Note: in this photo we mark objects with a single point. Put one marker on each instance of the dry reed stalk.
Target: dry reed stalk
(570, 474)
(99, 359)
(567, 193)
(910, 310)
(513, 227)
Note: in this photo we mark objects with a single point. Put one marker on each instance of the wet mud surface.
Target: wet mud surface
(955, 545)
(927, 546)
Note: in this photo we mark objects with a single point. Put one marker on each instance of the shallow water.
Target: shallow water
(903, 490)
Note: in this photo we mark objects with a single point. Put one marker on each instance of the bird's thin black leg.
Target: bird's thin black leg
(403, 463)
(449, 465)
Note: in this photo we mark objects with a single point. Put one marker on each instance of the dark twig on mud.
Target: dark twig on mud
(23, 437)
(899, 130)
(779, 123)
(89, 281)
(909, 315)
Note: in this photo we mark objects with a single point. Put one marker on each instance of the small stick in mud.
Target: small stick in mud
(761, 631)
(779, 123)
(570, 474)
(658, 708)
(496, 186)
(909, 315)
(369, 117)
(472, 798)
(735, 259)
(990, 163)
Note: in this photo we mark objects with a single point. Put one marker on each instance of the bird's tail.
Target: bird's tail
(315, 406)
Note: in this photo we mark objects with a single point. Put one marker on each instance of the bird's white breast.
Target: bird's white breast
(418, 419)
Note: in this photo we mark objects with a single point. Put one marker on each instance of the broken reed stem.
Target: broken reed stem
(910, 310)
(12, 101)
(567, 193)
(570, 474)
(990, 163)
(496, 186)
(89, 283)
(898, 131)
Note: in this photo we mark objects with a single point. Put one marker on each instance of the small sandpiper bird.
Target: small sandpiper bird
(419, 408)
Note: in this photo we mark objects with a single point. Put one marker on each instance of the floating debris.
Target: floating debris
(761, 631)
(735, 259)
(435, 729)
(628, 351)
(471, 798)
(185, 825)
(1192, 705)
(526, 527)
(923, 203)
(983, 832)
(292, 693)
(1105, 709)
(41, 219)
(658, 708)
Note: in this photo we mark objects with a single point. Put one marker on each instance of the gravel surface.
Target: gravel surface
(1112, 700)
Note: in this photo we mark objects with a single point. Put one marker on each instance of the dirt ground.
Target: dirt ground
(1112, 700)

+++

*WHAT IS REQUIRED:*
Render the records above as a two-column CSV with the header text,answer and one row per record. Put each record's text and its answer in one double-quoted field each, with line breaks replaced by spaces.

*ANSWER:*
text,answer
"Note: in this photo we mark objects with a single point. Put one marker on each instance of the dry reed stalk. Target: dry reed stalk","(570, 474) (99, 359) (567, 193) (910, 310) (513, 227)"
"Note: in this photo we mark objects with a single point. Put one marker on each instance of the wet mud surface. Target: wet mud surface","(955, 545) (927, 546)"
"Note: in this photo we mark objects with a single point. Put one marker on each instance of the shallow water. Target: shallow water","(903, 490)"
"Note: in this photo we mark objects with a single point. Put one marker on each instance of the bird's thin black leg. Target: bird's thin black leg","(403, 463) (449, 465)"
"Note: in this photo we mark objects with a single point. Put one marker on each instance of the dark twig on mud. Target: dark twig on mud","(23, 437) (899, 130) (779, 123) (89, 281) (909, 315)"
"Note: in this photo we mark objects with a single point. Put one marker on each instance of the small stick in mud. Target: small stick in mud","(761, 631) (779, 123) (570, 474) (658, 708) (496, 186) (909, 315) (369, 117) (472, 798) (735, 259) (990, 163)"
"Note: in this photo we mark objects with a single point. Put one marker on each instance of the bird's tail. Target: bird's tail","(315, 406)"
"Note: in this photo we mark objects with a single point. Put one marker on each instance of the bird's white breast. Target: bird's white breast","(418, 419)"
"Note: in this photo we mark objects with a single point. Put one marker on each instance of the broken reed stem. Target: broken reed stem","(910, 310) (12, 101) (567, 193) (570, 474) (990, 163) (496, 186) (89, 283) (898, 131)"
"Note: in this photo we mark objects with a single point. Put one marker on each instance of the small sandpiper bird. Target: small sandpiper bird","(419, 408)"
"Note: in this photo we mark objects with a single point. Put one marker on each instance of the floating debris. Target: floating debris","(761, 631) (735, 259) (435, 729) (628, 351) (471, 798) (185, 825) (1192, 705) (526, 527) (923, 203) (983, 832) (292, 693) (1105, 709) (41, 219) (658, 708)"
"Note: in this photo we mark objects with a single point. Put one marker on each instance of the gravel surface. Target: gravel surface","(1112, 700)"
"Note: in this photo we mark objects with a single point. Put one marker on each instance of the dirt ground. Target: dirt ground","(1112, 700)"